Data in this exercise>
▬▬▬▬▬▬

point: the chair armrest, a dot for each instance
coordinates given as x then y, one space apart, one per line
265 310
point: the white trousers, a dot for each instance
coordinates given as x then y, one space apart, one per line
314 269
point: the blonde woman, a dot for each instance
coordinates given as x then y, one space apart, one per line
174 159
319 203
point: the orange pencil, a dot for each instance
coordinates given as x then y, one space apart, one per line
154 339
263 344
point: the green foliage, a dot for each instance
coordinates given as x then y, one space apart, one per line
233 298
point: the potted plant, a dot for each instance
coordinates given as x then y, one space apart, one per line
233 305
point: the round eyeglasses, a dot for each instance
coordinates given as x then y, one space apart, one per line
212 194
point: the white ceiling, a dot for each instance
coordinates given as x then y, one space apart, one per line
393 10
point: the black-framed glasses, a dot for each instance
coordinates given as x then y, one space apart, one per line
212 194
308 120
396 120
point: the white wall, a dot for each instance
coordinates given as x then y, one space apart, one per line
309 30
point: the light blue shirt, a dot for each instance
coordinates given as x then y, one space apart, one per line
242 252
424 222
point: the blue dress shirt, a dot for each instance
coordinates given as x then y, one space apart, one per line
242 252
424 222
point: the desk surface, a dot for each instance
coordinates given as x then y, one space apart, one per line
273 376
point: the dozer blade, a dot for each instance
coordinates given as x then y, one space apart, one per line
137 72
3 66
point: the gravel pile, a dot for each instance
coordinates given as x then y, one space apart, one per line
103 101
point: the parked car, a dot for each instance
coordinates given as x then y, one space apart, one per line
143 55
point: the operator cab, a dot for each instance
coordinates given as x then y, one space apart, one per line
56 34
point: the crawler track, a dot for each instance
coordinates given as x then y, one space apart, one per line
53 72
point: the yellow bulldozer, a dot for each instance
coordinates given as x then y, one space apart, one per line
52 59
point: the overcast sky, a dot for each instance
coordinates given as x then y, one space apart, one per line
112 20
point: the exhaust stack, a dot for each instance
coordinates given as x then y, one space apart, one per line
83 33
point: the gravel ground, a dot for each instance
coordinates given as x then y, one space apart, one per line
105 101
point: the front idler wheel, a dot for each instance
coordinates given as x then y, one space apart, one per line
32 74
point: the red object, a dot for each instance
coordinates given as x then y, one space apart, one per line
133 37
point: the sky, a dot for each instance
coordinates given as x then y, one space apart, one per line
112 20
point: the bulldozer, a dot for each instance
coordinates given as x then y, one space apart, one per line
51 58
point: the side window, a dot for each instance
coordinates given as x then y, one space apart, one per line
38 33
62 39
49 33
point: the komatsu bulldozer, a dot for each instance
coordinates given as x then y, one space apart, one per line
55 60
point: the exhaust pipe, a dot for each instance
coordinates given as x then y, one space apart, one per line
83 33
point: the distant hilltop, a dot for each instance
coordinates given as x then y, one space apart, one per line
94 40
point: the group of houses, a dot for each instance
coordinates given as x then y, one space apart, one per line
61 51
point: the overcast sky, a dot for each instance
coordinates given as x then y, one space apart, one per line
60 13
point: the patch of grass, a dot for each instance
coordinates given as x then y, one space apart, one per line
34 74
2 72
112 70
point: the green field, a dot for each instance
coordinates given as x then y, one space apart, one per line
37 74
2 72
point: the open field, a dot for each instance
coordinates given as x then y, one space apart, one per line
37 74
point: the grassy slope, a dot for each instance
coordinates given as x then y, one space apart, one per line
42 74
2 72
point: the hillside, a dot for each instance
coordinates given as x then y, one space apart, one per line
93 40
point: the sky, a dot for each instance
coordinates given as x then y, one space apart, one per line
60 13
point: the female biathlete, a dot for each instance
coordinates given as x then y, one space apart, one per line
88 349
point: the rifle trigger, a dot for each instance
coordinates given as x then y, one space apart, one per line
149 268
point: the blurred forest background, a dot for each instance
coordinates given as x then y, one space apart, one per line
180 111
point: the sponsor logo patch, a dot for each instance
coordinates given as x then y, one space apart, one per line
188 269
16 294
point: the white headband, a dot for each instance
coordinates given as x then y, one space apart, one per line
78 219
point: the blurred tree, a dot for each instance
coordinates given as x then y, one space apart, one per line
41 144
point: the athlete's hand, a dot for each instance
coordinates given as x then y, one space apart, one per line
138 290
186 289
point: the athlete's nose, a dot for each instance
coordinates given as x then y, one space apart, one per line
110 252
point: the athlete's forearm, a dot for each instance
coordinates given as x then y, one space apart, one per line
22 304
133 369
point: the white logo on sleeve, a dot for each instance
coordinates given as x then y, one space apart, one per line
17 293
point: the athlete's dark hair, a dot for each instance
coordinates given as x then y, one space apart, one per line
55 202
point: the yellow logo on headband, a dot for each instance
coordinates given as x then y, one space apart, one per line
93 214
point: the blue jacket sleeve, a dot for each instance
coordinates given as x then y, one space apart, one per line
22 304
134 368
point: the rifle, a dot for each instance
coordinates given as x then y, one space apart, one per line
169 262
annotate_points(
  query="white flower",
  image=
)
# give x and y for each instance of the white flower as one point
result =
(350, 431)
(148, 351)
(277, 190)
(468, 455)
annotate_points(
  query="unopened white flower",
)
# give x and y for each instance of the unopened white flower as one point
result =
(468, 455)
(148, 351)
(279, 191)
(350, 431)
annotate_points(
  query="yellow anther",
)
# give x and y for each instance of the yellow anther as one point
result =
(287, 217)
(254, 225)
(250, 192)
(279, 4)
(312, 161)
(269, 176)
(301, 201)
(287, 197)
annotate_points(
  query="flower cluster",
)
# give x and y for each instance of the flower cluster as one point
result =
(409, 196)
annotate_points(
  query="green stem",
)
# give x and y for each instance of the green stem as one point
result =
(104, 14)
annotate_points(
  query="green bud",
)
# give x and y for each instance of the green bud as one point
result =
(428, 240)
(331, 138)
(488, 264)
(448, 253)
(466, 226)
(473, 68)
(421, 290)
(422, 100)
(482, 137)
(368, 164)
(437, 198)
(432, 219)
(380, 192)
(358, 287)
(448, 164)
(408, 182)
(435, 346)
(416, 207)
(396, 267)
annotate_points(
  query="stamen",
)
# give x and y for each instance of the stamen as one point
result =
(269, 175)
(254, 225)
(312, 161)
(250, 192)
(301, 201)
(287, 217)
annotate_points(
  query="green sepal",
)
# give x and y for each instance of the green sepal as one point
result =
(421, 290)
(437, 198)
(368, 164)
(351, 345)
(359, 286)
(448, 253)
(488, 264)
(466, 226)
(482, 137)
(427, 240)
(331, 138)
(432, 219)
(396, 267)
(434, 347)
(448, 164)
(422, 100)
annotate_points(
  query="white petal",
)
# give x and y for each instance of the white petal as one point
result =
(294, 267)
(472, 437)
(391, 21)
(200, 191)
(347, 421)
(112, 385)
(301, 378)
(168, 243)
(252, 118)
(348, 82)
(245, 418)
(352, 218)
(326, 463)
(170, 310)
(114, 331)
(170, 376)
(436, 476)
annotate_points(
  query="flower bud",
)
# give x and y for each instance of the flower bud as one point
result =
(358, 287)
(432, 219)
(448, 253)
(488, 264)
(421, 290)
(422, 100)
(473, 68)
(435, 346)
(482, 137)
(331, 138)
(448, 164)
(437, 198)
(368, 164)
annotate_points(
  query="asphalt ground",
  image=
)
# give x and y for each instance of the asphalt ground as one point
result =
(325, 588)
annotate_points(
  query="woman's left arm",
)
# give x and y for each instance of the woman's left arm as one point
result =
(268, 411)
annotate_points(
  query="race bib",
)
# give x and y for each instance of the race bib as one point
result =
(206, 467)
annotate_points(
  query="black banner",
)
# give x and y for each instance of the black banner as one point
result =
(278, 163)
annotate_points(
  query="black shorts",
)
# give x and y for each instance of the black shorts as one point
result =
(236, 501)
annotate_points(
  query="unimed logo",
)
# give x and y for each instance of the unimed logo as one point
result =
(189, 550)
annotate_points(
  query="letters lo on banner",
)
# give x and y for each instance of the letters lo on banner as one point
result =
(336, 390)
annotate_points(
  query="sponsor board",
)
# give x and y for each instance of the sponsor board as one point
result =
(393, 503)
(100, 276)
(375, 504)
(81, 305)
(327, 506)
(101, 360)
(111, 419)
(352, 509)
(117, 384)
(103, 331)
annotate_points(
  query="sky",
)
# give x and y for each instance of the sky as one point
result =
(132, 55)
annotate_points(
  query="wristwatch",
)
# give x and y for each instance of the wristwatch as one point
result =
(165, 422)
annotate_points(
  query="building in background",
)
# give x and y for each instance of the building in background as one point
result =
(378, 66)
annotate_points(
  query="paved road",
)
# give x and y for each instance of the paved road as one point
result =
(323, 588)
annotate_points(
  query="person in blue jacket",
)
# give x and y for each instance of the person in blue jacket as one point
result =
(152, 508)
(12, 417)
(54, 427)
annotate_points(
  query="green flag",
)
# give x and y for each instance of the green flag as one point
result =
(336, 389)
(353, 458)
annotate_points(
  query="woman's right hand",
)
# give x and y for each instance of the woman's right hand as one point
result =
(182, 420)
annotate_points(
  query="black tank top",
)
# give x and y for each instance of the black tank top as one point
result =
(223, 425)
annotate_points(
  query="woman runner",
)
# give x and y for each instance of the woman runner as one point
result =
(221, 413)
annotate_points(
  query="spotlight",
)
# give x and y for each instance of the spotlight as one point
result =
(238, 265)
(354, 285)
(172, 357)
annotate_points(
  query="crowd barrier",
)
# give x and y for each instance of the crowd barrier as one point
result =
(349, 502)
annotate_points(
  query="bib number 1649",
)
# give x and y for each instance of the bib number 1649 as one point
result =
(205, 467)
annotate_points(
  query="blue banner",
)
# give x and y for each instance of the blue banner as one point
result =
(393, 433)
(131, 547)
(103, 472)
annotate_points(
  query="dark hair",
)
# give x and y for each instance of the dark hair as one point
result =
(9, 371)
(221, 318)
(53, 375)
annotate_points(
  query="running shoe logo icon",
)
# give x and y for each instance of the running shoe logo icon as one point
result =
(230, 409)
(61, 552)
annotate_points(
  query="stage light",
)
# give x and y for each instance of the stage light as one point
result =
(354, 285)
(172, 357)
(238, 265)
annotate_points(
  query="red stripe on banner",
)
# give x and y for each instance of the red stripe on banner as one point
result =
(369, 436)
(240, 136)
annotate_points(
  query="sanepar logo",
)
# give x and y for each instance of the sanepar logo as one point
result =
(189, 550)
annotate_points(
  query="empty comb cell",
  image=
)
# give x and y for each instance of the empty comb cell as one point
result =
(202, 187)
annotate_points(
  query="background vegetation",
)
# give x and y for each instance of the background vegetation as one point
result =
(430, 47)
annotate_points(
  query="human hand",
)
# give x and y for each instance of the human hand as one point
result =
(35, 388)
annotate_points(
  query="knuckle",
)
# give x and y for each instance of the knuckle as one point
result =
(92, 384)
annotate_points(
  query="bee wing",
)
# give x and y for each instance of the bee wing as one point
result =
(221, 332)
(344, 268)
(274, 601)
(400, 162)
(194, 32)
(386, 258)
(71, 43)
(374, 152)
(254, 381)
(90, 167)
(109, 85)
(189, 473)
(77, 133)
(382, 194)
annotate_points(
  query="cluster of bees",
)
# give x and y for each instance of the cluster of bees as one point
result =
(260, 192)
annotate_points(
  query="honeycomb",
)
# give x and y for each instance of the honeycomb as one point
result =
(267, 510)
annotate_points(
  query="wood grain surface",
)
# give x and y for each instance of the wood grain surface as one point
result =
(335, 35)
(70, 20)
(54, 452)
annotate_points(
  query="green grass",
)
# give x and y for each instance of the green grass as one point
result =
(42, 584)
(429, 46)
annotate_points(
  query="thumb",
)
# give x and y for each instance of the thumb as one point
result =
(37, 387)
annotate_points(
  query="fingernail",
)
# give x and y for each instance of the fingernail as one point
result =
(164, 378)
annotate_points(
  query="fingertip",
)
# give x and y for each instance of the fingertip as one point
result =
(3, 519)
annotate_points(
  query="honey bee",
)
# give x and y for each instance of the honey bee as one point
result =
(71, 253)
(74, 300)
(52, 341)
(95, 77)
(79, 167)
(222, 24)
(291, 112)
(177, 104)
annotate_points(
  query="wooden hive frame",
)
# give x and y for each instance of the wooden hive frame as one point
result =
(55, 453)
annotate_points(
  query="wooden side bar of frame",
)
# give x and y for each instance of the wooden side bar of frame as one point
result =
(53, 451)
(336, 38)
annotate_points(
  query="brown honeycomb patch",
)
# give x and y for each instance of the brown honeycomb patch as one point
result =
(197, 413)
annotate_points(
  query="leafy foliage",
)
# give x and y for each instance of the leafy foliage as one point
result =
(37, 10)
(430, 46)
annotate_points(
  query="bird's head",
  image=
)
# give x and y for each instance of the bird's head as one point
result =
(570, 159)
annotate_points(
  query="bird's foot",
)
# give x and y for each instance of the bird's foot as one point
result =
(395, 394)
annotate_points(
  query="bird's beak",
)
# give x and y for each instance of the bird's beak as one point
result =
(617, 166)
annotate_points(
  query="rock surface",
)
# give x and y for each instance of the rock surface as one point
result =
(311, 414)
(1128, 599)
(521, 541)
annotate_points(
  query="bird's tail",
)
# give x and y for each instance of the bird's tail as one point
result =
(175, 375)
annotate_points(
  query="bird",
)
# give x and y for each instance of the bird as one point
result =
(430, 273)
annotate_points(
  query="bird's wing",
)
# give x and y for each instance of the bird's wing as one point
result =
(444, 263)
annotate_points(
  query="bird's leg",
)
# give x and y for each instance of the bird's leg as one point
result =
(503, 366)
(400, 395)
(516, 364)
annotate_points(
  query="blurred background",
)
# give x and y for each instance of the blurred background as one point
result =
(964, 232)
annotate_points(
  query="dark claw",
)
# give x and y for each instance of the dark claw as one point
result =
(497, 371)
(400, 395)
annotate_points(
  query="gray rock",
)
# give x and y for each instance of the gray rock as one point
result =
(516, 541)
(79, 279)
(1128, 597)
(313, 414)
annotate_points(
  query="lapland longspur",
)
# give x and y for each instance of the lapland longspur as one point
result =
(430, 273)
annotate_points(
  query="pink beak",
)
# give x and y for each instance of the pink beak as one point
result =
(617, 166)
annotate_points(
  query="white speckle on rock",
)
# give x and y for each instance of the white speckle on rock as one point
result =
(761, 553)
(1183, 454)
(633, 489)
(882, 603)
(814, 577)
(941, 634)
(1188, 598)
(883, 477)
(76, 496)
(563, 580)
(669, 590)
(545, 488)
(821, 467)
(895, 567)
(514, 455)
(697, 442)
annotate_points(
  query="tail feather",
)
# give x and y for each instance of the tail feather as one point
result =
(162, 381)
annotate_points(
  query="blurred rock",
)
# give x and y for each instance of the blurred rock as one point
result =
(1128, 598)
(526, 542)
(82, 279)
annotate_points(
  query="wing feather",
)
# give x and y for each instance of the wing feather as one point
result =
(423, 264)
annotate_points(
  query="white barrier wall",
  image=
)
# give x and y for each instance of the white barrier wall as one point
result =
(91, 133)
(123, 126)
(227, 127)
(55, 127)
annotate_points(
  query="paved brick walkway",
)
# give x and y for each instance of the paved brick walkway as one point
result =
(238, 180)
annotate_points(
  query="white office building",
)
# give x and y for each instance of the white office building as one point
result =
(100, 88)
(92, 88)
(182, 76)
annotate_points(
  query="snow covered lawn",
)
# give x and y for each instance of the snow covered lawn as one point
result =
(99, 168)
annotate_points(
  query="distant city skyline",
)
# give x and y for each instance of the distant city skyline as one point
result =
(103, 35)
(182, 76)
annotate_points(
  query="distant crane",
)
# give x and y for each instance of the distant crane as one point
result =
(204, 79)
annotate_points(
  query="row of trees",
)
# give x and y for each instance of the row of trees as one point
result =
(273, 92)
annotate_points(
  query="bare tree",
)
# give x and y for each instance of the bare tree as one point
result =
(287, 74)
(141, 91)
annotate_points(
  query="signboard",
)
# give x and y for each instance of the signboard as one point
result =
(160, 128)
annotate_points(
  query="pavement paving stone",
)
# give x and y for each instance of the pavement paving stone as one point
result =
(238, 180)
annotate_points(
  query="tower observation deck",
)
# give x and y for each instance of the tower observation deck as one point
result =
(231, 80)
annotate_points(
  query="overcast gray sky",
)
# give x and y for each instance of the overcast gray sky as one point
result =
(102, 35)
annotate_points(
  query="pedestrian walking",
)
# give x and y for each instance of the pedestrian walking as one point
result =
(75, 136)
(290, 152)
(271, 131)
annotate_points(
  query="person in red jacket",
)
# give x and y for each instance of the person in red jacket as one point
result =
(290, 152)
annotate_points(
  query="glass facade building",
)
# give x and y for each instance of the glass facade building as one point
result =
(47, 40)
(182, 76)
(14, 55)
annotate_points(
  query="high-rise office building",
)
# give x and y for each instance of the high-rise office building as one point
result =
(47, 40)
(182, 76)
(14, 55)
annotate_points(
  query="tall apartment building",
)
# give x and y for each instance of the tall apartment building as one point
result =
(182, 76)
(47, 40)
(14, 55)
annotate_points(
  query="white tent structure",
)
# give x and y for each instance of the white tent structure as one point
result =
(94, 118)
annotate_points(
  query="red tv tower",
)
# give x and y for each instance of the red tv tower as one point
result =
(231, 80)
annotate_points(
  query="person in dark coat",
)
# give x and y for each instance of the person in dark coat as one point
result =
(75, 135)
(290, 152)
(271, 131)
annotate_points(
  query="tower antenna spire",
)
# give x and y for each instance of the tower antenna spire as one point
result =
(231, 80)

▬▬▬▬▬▬

Given request> State how many lines of the records above contain the word "letters". Reply with the number alone.

Exercise answer> 2